Extract provided:
◇ ◇ ◇ ◇
Add Liam Neeson and Condi Rice to the growing list of famous names who have pushed back against some of the excesses and premises of the #MeToo/#TimesUp movement.

After the bombshell allegations against megaproducer Harvey Weinstein first broke, #MeToo accusations have exploded, often involving celebrities like Jeremy Piven, Ben Affleck, Dustin Hoffman, and, just this weekend, Aziz Ansari. Some of those who have been accused as well as some on the outside looking in, like Neeson and Rice, have publicly suggested that the movement is in danger of going too far and, in some cases, already has. Below are five famous figures that have challenged #MeToo in some way over the last few months, followed by a look at the new accusation leveled against Ansari that appears to be an example of an abuse of #MeToo.

Liam Neeson

The Associated Press reported on Saturday that in an interview with Irish broadcaster RTE, actor Liam Neeson described the #MeToo movement as having turned into “a bit of a witch hunt.”

“There’s some people, famous people, being suddenly accused of touching some girl’s knee or something and suddenly they’re being dropped from their program,” he said in an interview that was part of his promotional campaign for his new film “The Commuter.”

As an example, Neeson cited longtime Minnesota Public Radio host Garrison Keillor, who may have been collateral damage in the wave of sometimes unsubstantiated accusations. The kinds of accusations leveled at Keillor, said Neeson, weren’t the same as those leveled at Weinstein. The actor also called into question accusations against Dustin Hoffman, describing himself as “on the fence” regarding their veracity.

Though he raised questions about the kinds of accusations being leveled, Neeson also partially praised the movement on the “Late Late Show” Friday, describing it as “healthy,” AP notes.

Condoleezza Rice

In a discussion with CNN’s David Axelrod on Saturday, Former Secretary of State Condoleezza Rice warned against the potential negative impacts of the #MeToo victim mentality on women.

“Let’s not turn women into snowflakes. Let’s not infantilize women,” said Rice.

Like Neeson, she described the movement as largely healthy, and expressed sympathy with women who have been treated poorly in the workplace, as she has been herself at times. But she also suggested that if the movement gets out of control, it could end up backfiring on women, with men getting “to a place that [they] start to think, ‘Well, maybe it’s just better not to have women around.'”

“I’ve heard a little bit of that,” she added, “and it, it worries me.”

Matt Damon

Like his peers, Matt Damon has largely expressed solidarity with #MeToo; however, he was also one of the first to challenge the direction some of it was taking. Unfortunately for Damon, his ham-fisted attempts to rein in #MeToo blew up in his face when he seemed to try to downplay some serious, admitted offenses, and failed to convincingly explain his lack of action in the case of Weinstein, with whom he had worked closely several times over the years.​

“I do believe that there’s a spectrum of behavior, right? And we’re going to have to figure — you know, there’s a difference between, you know, patting someone on the butt and rape or child molestation, right?” Damon told Peter Travers in an interview in December. “Both of those behaviors need to be confronted and eradicated without question, but they shouldn’t be conflated, right? … I mean, look, as I said, all of that behavior needs to be confronted, but there is a continuum.”
◇ ◇ ◇ ◇
Supplied records:

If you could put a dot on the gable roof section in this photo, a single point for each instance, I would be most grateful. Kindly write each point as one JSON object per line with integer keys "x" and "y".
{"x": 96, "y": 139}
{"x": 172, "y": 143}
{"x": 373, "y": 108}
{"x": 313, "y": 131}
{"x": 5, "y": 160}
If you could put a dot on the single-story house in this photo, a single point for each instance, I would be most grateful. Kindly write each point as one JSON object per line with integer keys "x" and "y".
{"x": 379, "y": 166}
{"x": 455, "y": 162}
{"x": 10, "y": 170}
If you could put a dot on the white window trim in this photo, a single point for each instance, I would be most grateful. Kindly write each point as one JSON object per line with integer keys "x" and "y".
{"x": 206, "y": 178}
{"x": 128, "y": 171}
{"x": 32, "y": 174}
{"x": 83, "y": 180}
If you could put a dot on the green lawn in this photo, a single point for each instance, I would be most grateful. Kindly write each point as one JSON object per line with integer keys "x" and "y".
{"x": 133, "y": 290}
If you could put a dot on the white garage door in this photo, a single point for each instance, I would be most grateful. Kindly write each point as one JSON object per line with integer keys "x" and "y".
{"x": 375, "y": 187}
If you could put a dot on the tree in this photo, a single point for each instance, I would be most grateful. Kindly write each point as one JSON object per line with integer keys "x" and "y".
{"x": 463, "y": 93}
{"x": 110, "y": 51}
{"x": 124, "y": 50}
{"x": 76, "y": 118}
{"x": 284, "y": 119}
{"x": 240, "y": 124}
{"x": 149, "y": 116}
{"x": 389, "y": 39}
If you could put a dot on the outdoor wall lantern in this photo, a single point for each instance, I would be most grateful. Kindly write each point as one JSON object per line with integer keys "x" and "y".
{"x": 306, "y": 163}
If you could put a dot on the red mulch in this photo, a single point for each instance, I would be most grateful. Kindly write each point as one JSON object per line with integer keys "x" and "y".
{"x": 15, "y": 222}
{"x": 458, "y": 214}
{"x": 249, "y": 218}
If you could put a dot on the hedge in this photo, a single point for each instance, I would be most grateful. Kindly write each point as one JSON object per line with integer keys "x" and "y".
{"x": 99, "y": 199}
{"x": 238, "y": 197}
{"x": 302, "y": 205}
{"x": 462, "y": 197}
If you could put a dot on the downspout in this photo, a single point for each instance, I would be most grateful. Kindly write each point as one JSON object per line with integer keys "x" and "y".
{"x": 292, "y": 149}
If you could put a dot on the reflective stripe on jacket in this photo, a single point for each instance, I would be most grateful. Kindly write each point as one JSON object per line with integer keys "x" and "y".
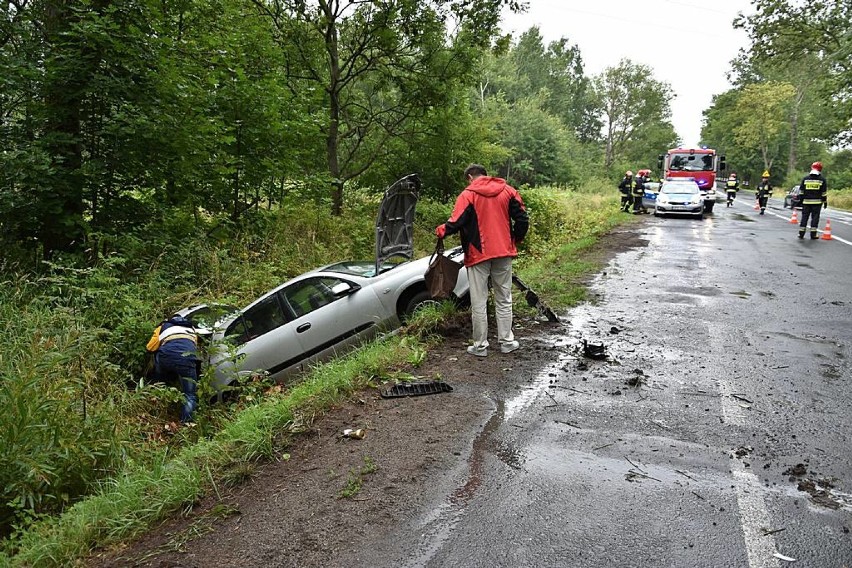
{"x": 814, "y": 190}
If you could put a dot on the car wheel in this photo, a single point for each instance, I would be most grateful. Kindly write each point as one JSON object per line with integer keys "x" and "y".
{"x": 417, "y": 301}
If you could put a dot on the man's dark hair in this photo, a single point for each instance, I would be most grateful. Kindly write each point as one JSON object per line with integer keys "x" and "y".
{"x": 475, "y": 170}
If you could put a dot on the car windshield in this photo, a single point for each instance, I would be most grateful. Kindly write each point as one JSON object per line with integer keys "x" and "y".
{"x": 680, "y": 188}
{"x": 363, "y": 268}
{"x": 691, "y": 162}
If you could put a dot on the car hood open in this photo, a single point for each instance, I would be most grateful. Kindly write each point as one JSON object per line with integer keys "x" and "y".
{"x": 395, "y": 221}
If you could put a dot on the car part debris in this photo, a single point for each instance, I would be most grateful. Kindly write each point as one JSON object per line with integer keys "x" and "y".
{"x": 355, "y": 434}
{"x": 534, "y": 301}
{"x": 594, "y": 350}
{"x": 418, "y": 388}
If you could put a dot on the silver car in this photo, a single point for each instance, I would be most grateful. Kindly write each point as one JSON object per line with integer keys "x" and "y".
{"x": 681, "y": 197}
{"x": 331, "y": 309}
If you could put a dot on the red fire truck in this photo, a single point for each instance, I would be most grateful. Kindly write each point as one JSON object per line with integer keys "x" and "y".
{"x": 700, "y": 164}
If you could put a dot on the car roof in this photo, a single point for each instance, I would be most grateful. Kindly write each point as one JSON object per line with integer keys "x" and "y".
{"x": 395, "y": 221}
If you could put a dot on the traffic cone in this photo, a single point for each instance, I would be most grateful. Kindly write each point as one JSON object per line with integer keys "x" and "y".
{"x": 826, "y": 234}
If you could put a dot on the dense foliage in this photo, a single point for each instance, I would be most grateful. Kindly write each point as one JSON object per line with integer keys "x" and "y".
{"x": 157, "y": 153}
{"x": 791, "y": 99}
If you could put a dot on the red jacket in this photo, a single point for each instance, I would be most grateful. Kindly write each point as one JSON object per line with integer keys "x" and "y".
{"x": 490, "y": 218}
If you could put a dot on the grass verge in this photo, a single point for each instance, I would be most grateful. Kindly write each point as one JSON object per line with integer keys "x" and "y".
{"x": 553, "y": 261}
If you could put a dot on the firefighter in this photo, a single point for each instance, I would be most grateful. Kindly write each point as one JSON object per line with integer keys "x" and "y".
{"x": 626, "y": 189}
{"x": 638, "y": 192}
{"x": 814, "y": 191}
{"x": 732, "y": 186}
{"x": 764, "y": 190}
{"x": 175, "y": 347}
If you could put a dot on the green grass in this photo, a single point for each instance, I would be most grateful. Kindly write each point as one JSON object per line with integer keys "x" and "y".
{"x": 169, "y": 479}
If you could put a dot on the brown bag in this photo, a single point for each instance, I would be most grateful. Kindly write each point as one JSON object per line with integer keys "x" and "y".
{"x": 442, "y": 274}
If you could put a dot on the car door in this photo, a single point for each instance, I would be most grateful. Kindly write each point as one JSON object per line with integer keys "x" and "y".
{"x": 395, "y": 221}
{"x": 332, "y": 316}
{"x": 262, "y": 336}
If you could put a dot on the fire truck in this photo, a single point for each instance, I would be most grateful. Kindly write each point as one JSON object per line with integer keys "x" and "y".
{"x": 699, "y": 164}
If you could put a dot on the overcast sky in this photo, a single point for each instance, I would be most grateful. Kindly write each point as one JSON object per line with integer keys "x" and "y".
{"x": 688, "y": 43}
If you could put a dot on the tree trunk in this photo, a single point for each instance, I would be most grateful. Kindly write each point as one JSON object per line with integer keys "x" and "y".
{"x": 62, "y": 205}
{"x": 334, "y": 87}
{"x": 793, "y": 156}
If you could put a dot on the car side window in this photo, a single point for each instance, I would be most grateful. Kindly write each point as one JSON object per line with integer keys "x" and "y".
{"x": 312, "y": 294}
{"x": 261, "y": 318}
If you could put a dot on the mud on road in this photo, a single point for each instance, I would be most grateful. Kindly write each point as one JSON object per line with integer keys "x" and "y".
{"x": 335, "y": 497}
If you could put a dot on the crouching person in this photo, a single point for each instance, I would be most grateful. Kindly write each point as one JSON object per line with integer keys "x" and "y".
{"x": 175, "y": 343}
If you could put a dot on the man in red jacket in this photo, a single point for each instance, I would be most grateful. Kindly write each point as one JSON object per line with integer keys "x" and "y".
{"x": 491, "y": 219}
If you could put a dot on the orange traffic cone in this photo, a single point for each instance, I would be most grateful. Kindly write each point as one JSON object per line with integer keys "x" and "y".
{"x": 794, "y": 220}
{"x": 826, "y": 234}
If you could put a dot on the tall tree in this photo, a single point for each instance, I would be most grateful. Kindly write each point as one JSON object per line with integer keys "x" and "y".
{"x": 379, "y": 65}
{"x": 761, "y": 116}
{"x": 784, "y": 32}
{"x": 631, "y": 100}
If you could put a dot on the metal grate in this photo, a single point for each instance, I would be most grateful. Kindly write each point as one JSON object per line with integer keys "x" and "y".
{"x": 415, "y": 389}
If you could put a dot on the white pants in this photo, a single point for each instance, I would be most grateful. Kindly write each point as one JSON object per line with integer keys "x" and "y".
{"x": 500, "y": 271}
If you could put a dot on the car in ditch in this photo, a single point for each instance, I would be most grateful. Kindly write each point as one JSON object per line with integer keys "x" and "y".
{"x": 679, "y": 197}
{"x": 793, "y": 199}
{"x": 332, "y": 309}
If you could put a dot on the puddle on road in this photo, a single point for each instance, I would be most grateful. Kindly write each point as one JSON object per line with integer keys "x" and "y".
{"x": 741, "y": 217}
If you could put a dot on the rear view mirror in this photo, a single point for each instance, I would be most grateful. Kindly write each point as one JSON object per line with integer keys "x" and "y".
{"x": 343, "y": 289}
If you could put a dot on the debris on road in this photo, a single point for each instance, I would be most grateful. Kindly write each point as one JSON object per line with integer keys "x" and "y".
{"x": 418, "y": 388}
{"x": 638, "y": 379}
{"x": 798, "y": 470}
{"x": 355, "y": 434}
{"x": 534, "y": 301}
{"x": 767, "y": 532}
{"x": 594, "y": 350}
{"x": 742, "y": 398}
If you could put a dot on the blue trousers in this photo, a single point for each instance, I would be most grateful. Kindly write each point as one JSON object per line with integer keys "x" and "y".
{"x": 182, "y": 370}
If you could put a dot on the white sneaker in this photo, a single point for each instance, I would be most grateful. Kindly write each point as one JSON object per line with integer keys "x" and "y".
{"x": 478, "y": 351}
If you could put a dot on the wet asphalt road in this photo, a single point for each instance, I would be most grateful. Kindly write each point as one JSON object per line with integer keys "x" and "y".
{"x": 715, "y": 434}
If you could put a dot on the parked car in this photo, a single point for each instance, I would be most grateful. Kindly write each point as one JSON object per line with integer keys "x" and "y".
{"x": 793, "y": 198}
{"x": 652, "y": 188}
{"x": 681, "y": 197}
{"x": 332, "y": 309}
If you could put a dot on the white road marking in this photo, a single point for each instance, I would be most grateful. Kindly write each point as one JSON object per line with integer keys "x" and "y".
{"x": 833, "y": 236}
{"x": 754, "y": 516}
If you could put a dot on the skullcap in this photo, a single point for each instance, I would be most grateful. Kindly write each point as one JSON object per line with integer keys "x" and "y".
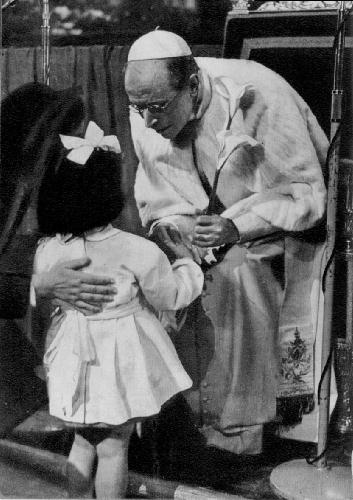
◇ ◇ ◇ ◇
Your tasks:
1) In the article about famous figures who have challenged #MeToo, which broadcaster was interviewing Liam Neeson when he called the movement "a bit of a witch hunt"?
2) Resume the article about famous figures who have challenged #MeToo, starting after its last sentence.

Results by task:
1) The Irish broadcaster RTE.

2)
While Damon rightly attempted to distinguish between things like rape, sexual assault, sexual harassment, and tasteless jokes, he also tried to defend Louis C.K., who openly admitted to his appalling behavior. Damon also managed to work in a partial defense of Democratic Senator Al Franken, which came off as Damon’s usual partisanship. The result was Damon getting blasted from all sides, including by “Good Will Hunting” co-star Minnie Driver, who called his attitude “part of the problem.”

​Jeremy Piven

Like Damon, Jeremy Piven has expressed solidarity with the movement in general, but he has raised strong objections against accusations leveled against him and called out those who abuse #MeToo sympathy. After being accused by reality television star Ariane Bellamar of cornering her and grabbing her breasts and butt on two separate occasions, Piven issued a blistering response.

“I unequivocally deny the appalling allegations being peddled about me. It did not happen,” said Piven in a statement issued in late October. “It takes a great deal of courage for victims to come forward with their histories, and my hope is that the allegations about me that didn’t happen, do not detract from stories that should be heard.”

After two more accusers came forward with similar allegations, Piven stood by his claim that he is innocent, insisting that he would take a lie detector test to prove it and threatening legal action against false accusers.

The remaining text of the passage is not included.